* What is asked:
Answer these three questions from the tribute to Dr W.A. Ariyasena:
1. In what year did J.D.A. Perera establish the Government School of Fine Arts at Heywood?
2. In what year was Ariyasena recruited as an instructor in painting?
3. In what year did he retire from teaching?

── Page extract ──

A pioneer of Heywood and guide, mentor and role model to me Dr W.A. Ariyasena Dr W.A. Ariyasena who passed away on August 8 at the ripe old age of 92, was a lecturer in painting at the (then) College of Fine Arts, popularly known as ‘Heywood’. He was one of the pioneers of the [...]




A pioneer of Heywood and guide, mentor and role model to me

Dr W.A. Ariyasena

Dr W.A. Ariyasena who passed away on August 8 at the ripe old age of 92, was a lecturer in painting at the (then) College of Fine Arts, popularly known as ‘Heywood’. He was one of the pioneers of the Government College of Fine Arts, under its founder Principal, the legendary J.D.A. Perera.

Ariyasena who was my mother’s youngest brother, grew up with us like our own much loved and looked up to, oldest brother. For me, personally, he was a guide, mentor and role model.

Ariyasena had an inborn talent for ‘drawing’ as it was known in the school syllabus. He attended the Buddhist Theosophical Society Boys’ School in Gampaha, now known as Siddhartha Vidyalaya, in the heart of Gampaha town. After passing the Senior School Certificate, he had the good fortune to enter the “Art School” in the 1940’s, then part of the Technical College in Maradana. It is to the credit of J.D.A. Perera that in 1949, he succeeded in establishing the Government School of Fine Arts at the building known as ‘Heywood’ –  a legacy of colonial times in Horton Place, Colombo 7.

The Government School of Fine Arts comprised, in addition to the Painting Section, a Sculpture Section and Craft Section. It also included a section teaching Oriental Music and Dancing. In the painting section there were stalwarts like Perera himself and David Paynter who were both Ariyasena’s teachers. The music and dancing sections included legendary figures like the musician Lionel Edirisinghe and the versatile dancer Pani Bharatha. Ariyasena himself was recruited as an instructor in painting in 1951. Many of the art teachers in our schools at the time, including his own wife Nalini Ariyasena (Nanda Kodagoda) who taught art at Visakha Vidyalaya, were Dr Ariyasena’s pupils.

He continued to teach until his retirement in 1985. When the University of Visual and Performing Arts was established, the authorities, in recognition of his talents appointed him a visiting lecturer in which capacity he served the University for several years.  As tribute to his invaluable contribution as an artist, the University bestowed on him an Honorary Doctorate.

───
── Collected material ──

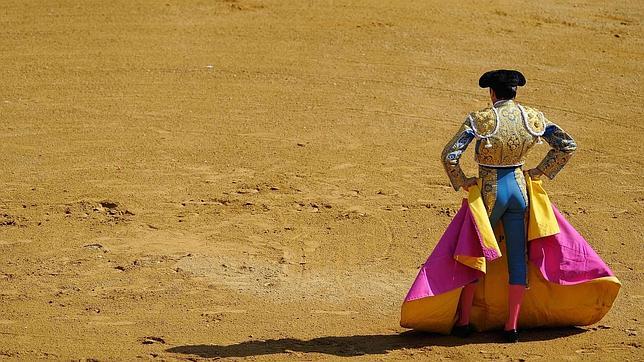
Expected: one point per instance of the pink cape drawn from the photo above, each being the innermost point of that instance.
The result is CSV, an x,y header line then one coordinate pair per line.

───

* Solution to this problem:
1. 1949
2. 1951
3. 1985